EXTRACT ::
━━━━━━━━━━━━━━━━━━━━

Nothing much on the financing activities, some repayments of leasing. But we ended then the quarter with a cash balance of NOK 43 million, which is more or less unchanged from the year before. 12-month rolling cash flow from operations was up to NOK 57 million, which is the highest, I guess, we have achieved any time. So that’s satisfactory.
In 2018, we saw a huge spike in our share price in Q3 along with some peer companies as well. There was a rally in the Norwegian stock market for those shares in Q3. It fell back again to old levels, I would say, in Q4 also with the global tech shares dipping at the same time. And since then, it’s been fairly flat since then. So we’re actually now back to a share price which is just north of what it was a year ago.
The board yesterday upheld its decision to propose a dividend of NOK 0.25 per share, which will be probably ratified by the Annual Meeting on May 21, which means the share would go ex dividend on the 22nd if it goes through. I’m happy to say that we have managed to get as many as 130 of our employees, so more than 1/4 of our global employees, have taken shareholding in the Itera share. And they combined own 36% of the shares.
Obviously, highly skewed in terms of the holdings with Arne Mjøs, who’s our CEO, owning or controlling just over 30% of the shares. And the rest of management have approximately 5% of the shares. But it’s — I think it’s very good for the company and for the combined incentives of our employees to have this share ownership.

━━━━━━━━━━━━━━━━━━━━

DATA UNDER STUDY ::
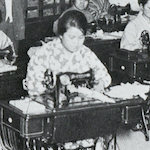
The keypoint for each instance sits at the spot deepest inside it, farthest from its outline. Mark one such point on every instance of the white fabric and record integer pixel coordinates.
(8, 6)
(132, 33)
(129, 91)
(133, 3)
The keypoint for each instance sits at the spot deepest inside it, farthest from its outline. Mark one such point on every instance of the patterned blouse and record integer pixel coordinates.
(55, 57)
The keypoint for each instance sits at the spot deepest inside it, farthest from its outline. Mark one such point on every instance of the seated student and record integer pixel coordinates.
(65, 53)
(92, 9)
(133, 33)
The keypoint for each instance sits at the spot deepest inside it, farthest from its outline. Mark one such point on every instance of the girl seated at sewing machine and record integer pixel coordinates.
(67, 53)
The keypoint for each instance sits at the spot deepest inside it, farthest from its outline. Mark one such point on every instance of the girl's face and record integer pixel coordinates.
(81, 4)
(73, 39)
(146, 9)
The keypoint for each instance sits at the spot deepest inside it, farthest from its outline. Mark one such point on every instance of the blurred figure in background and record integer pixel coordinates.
(132, 38)
(12, 23)
(92, 9)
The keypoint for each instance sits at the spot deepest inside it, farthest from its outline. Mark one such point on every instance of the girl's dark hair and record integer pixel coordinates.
(143, 2)
(72, 18)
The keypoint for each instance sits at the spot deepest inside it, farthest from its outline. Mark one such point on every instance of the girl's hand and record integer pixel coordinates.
(99, 87)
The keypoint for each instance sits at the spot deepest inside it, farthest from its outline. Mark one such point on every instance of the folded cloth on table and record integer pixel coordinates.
(129, 91)
(28, 106)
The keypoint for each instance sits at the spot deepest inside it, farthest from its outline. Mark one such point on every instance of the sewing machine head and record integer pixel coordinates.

━━━━━━━━━━━━━━━━━━━━

WORK REQUEST :: Extend the Itera earnings call remarks, picking up after their final sentence. The records were taken from a different source than the text.

ANSWER SECTION ::
Looking at the balance sheet, this is where this IFRS 16 lease accounting standard really shows its effect. We — at January 1 when adopting the standards, we capitalized NOK 54 million of lease commitments in our balance sheet, so both on the asset side and the liability side. This is more or less entirely related to our facility lease agreements. So the value that we have put on the balance sheet is the discounted value of our future lease obligations in that respect.
So that means if we have like 4, 5 years left of our lease at the head office, for example, we have to capitalize this whole future cash flow to the balance sheet. So that — at the end of Q1, that represented so-called the right-of-use assets of NOK 50 million that we wouldn’t have under the previous standards. And that’s — the opposite of that you will find partly as current liabilities with the next 12 months of lease obligations in there. And then the remaining lease obligations are in the noncurrent liabilities then obviously.
Yes, so that was it from the financial section. On the future outlook, we don’t guide the market specifically, but we can reiterate the story from the last quarterly presentation really that the market is attractive. Every business is going digital in some way or another or at some speed or another. So there’s a lot of potential business there also in taking the traditional data center services to the cloud and migrating the applications.
We experience a very tough labor market in the Nordics because there’s just not enough capacity in the marketplace to fulfill all the client demands that we have. So there’s — it’s tough to attract sufficiently number of new talents, and we obviously see that also being reflected both on the salary side but also gives us an opportunity to shift these added costs over to customers. We’re well positioned in the sense that we have almost half of our capacity in nearshore, Ukraine and Slovakia, where there’s a lot more IT consultants available and, as such, a lot better scalability.
So yes. So that’s pretty much it. We will return on August 21 to report on our Q2 figures. Until then, I wish you a nice Friday and a nice weekend when that comes and look forward to seeing you back then in August. Thank you.